ASSIGNED TASK:
Restate, in full and unchanged, the entries that follow, but not their pictures.

RECORDED INFORMATION:
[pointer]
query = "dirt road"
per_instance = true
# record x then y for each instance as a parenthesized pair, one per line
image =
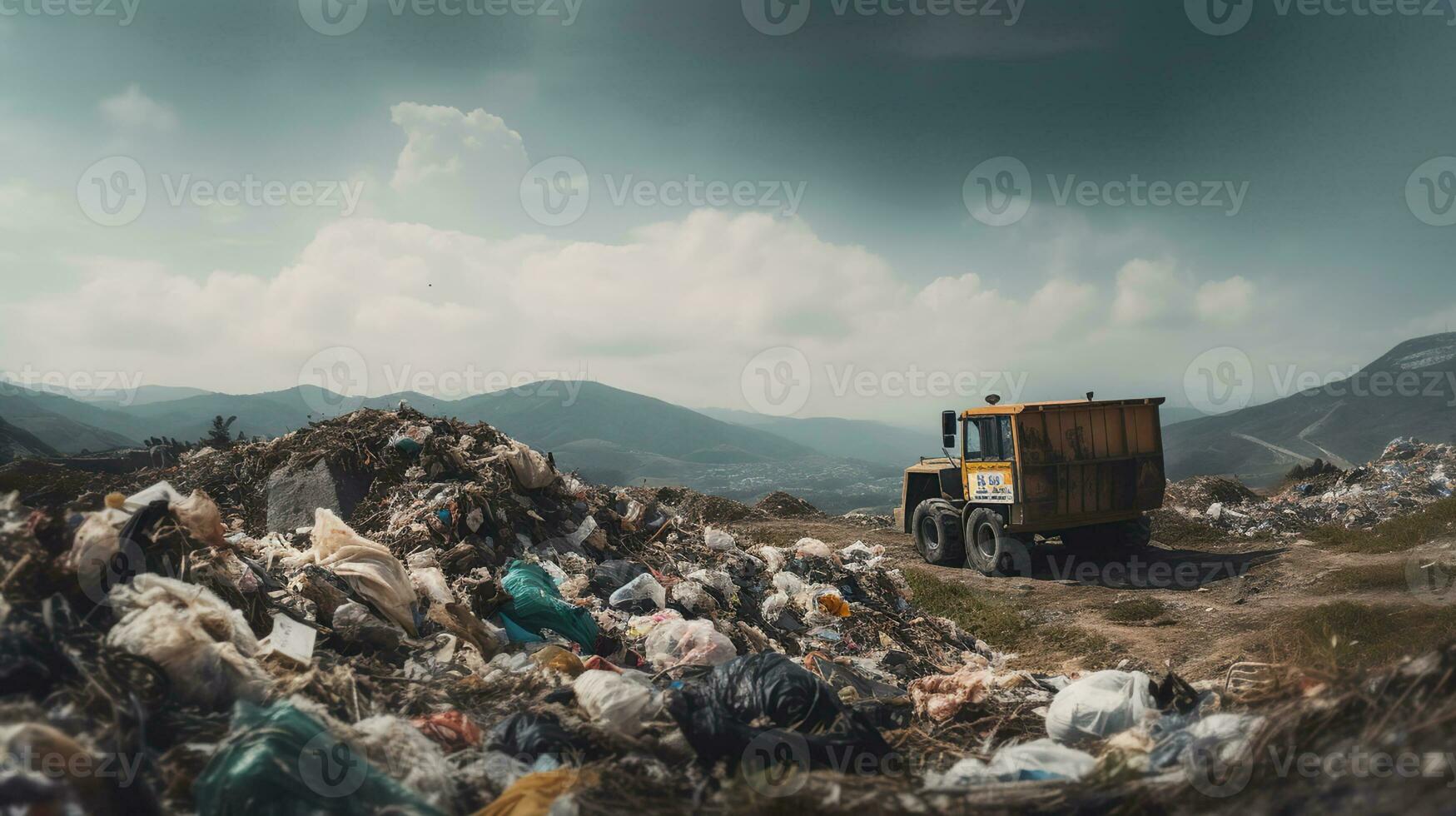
(1197, 606)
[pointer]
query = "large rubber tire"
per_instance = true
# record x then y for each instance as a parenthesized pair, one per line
(937, 528)
(987, 547)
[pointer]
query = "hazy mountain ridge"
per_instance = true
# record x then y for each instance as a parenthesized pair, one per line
(1409, 391)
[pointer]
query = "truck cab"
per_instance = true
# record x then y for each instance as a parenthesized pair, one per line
(1084, 471)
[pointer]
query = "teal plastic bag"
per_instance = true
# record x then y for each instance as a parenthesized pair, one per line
(538, 605)
(278, 761)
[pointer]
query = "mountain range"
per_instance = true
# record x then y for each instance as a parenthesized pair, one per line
(614, 436)
(1409, 391)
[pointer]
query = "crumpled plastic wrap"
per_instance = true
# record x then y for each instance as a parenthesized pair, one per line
(370, 569)
(204, 644)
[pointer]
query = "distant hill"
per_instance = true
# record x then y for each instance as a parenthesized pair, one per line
(66, 425)
(851, 439)
(17, 443)
(1347, 421)
(143, 396)
(546, 415)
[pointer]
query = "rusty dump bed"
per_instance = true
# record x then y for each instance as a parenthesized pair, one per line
(1086, 460)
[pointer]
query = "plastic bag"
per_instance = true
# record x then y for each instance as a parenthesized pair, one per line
(370, 569)
(529, 466)
(680, 641)
(610, 576)
(641, 588)
(281, 761)
(538, 605)
(532, 793)
(618, 701)
(206, 646)
(724, 714)
(1037, 759)
(692, 596)
(529, 736)
(1100, 705)
(718, 540)
(812, 547)
(941, 697)
(415, 761)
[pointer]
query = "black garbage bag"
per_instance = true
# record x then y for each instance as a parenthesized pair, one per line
(800, 719)
(610, 576)
(528, 736)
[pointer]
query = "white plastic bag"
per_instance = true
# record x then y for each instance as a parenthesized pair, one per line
(620, 703)
(370, 569)
(202, 644)
(1100, 705)
(637, 589)
(696, 643)
(529, 466)
(1037, 759)
(718, 540)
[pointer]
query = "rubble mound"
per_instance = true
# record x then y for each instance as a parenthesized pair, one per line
(787, 506)
(1201, 491)
(1409, 475)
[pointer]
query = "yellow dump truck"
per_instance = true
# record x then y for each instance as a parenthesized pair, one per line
(1085, 471)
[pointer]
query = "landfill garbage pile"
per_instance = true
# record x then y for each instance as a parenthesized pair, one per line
(1409, 475)
(456, 627)
(452, 625)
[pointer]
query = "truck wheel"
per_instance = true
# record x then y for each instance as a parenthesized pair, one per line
(987, 547)
(938, 532)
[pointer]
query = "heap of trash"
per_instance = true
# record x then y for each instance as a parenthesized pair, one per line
(1405, 477)
(396, 612)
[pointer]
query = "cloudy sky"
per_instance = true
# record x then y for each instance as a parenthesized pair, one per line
(829, 207)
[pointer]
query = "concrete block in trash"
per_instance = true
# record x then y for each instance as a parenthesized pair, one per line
(296, 491)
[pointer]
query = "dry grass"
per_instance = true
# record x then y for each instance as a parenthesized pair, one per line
(1136, 611)
(1356, 637)
(1002, 624)
(1394, 535)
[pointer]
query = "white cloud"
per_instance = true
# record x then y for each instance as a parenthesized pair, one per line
(134, 110)
(1148, 291)
(1226, 302)
(458, 169)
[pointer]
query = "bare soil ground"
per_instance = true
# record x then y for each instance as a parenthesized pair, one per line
(1193, 600)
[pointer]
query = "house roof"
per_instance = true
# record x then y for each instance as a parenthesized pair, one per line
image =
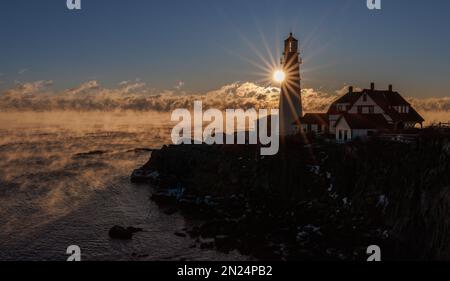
(315, 118)
(365, 121)
(385, 99)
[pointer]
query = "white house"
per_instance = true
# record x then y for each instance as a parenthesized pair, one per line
(364, 113)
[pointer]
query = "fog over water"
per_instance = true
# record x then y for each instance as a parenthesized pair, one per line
(64, 180)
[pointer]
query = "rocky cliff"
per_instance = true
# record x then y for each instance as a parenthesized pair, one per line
(313, 201)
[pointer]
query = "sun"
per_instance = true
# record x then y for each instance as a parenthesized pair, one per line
(279, 76)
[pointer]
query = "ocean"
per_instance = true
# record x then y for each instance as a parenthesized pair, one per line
(64, 180)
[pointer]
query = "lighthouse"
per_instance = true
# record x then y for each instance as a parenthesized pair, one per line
(290, 95)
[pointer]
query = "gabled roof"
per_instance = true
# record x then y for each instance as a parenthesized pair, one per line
(315, 118)
(365, 121)
(384, 99)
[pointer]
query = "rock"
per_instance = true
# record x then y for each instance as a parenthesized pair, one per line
(119, 232)
(180, 234)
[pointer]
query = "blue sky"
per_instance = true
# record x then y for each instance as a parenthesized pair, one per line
(209, 43)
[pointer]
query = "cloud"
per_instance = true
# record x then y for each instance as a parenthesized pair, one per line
(22, 71)
(137, 96)
(179, 85)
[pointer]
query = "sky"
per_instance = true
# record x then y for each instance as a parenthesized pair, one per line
(201, 45)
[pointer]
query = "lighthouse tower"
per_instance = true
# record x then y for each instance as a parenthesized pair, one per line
(290, 97)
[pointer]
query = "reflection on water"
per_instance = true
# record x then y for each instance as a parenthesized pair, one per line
(64, 180)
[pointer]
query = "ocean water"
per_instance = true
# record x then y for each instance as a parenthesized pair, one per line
(64, 180)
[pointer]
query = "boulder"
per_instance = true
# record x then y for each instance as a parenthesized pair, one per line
(119, 232)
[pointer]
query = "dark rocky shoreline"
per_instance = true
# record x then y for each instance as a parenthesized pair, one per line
(316, 201)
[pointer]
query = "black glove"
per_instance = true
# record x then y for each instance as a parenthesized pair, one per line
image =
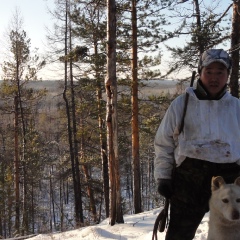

TASK ANSWER:
[pointer]
query = "dirt road"
per_instance = true
# record x then y for each instance as a parenthesized pair, one per line
image =
(1197, 606)
[pointer]
query = "large rubber tire"
per_instance = true
# record x then y for each instance as a parenthesized pair, one per line
(937, 528)
(987, 547)
[pointer]
query = "hazy mountain ridge"
per_instance = true
# record x then y for each instance as a parenthesized pair, one per line
(1409, 391)
[pointer]
query = "truck cab"
per_instance = true
# record x then y for each instance as a parenthesized pair, one per line
(1084, 471)
[pointer]
query = "teal plastic bag"
per_instance = true
# record x then y for each instance as a parenthesized pair, one per line
(538, 605)
(278, 761)
[pointer]
query = "mountain range"
per_instance = true
# record x then y for each instance as a parenthesized pair, one per line
(614, 436)
(1409, 391)
[pointer]
query = "crumpled plastic wrap"
per_instance = true
# record x then y for each instance as a parenthesized pair, one per line
(370, 569)
(204, 644)
[pointer]
query = "distant hill"
per_instance = true
# record x then y for each instance as a parenthesized pair, one per line
(66, 425)
(851, 439)
(17, 443)
(1347, 421)
(143, 396)
(546, 415)
[pointer]
query = "rusty dump bed"
per_instance = true
# record x then y for each instance as a parenthesized pair, one per line
(1086, 460)
[pointer]
query = "plastic bag"
per_instance = true
# record x then y for each instance as a parenthesized pair, one per line
(370, 569)
(529, 466)
(680, 641)
(610, 576)
(641, 588)
(281, 761)
(538, 605)
(532, 793)
(618, 701)
(206, 646)
(724, 714)
(1037, 759)
(692, 596)
(529, 736)
(1100, 705)
(718, 540)
(812, 547)
(941, 697)
(415, 761)
[pointer]
query = "black garbage bag"
per_instance = true
# record x then y for each instance as a parenthesized pair, one per line
(800, 719)
(610, 576)
(528, 736)
[pointer]
query = "white plastic bag"
per_instance = true
# record x then y for each instance as a parenthesized pair, one per line
(620, 703)
(370, 569)
(202, 644)
(1100, 705)
(637, 589)
(696, 643)
(529, 466)
(1037, 759)
(718, 540)
[pointer]
query = "rubble mound"
per_instance = true
# record x then y for each instance as a parenthesized pair, one per line
(787, 506)
(1201, 491)
(1409, 475)
[pointer]
query = "yellow dump truck"
per_instance = true
# record x then y for each instance as a parenthesized pair, one per line
(1085, 471)
[pointer]
query = "landfill garbage pile"
per_instance = true
# record x then y for each instance as a parenthesized pair, one per line
(1409, 475)
(456, 627)
(452, 625)
[pointer]
query = "truck wheel"
per_instance = true
# record x then y for each instance as a parenthesized pair, one per line
(987, 547)
(938, 532)
[pointer]
query = "heap of trash"
per_instance = true
# record x then y for each instance as a parenthesized pair, one per line
(1405, 477)
(396, 612)
[pointer]
query = "cloudy sky"
per_instance = true
# record x then y for each instance as a parenthesized pair, one per line
(829, 207)
[pointer]
query = "concrete block in trash"
per_instance = true
# record x then y for each instance as a parenthesized pair, one per line
(296, 491)
[pointer]
query = "dry grass"
per_instance = true
# record x then y for each instance as a parenthesized pair, one per line
(1136, 611)
(1356, 637)
(1002, 624)
(1394, 535)
[pointer]
query = "white cloud"
per_instance = true
# record x then y for each instance as a parenthesized pair, one per line
(134, 110)
(1148, 291)
(1226, 302)
(458, 169)
[pointer]
query = "bare soil ground"
per_instance = true
# record x then y for each instance as a parenthesized pair, one per line
(1193, 600)
[pointer]
query = "house roof"
per_instance = true
# record x then y for each instance as a parenthesized pair, one per line
image =
(315, 118)
(365, 121)
(385, 99)
[pointer]
query = "white house"
per_instance = true
# record x then y for each instance as a parenthesized pair, one per line
(364, 113)
[pointer]
query = "fog over water"
per_instance = true
# record x then y for each instance as a parenthesized pair, one per line
(64, 180)
[pointer]
query = "rocky cliff"
per_instance = true
# record x then y for each instance as a parenthesized pair, one per line
(313, 201)
[pointer]
query = "sun"
per_instance = true
# record x then y for each instance as a parenthesized pair, one per line
(279, 76)
[pointer]
query = "ocean"
per_instance = true
# record x then y for each instance as a parenthesized pair, one per line
(64, 180)
[pointer]
query = "lighthouse"
per_instance = true
# record x then y for each instance as a parenthesized pair, one per line
(290, 95)
[pointer]
query = "gabled roof"
per_instance = true
# record x then y for each instance as a parenthesized pair, one per line
(315, 118)
(365, 121)
(384, 99)
[pointer]
query = "rock"
per_instance = true
# record x then y for each instance as a parenthesized pair, one per line
(119, 232)
(180, 234)
[pointer]
query = "blue sky"
per_instance = true
# record x then y for each instance as a parenthesized pair, one per line
(209, 43)
[pointer]
query = "cloud"
per_instance = true
# record x then y for each instance as a parenthesized pair, one per line
(22, 71)
(137, 96)
(179, 85)
[pointer]
query = "sky"
per_instance = true
# record x then y for each instance as a parenthesized pair, one per line
(201, 45)
[pointer]
query = "lighthouse tower"
per_instance = true
# record x then y for each instance as a parenthesized pair, one per line
(290, 97)
[pointer]
query = "reflection on water"
per_instance = true
# record x then y for each instance as a parenthesized pair, one per line
(64, 180)
[pointer]
query = "ocean water"
per_instance = true
# record x then y for each instance as a parenthesized pair, one per line
(64, 180)
[pointer]
query = "boulder"
per_instance = true
# record x then y for each instance as a parenthesized pair, one per line
(119, 232)
[pointer]
query = "dark rocky shoreline"
per_instance = true
# record x then y for each instance as a parenthesized pair, one per line
(316, 201)
[pointer]
query = "black glove"
per_instance = true
# record x then y for each instance as a parenthesized pair, one per line
image =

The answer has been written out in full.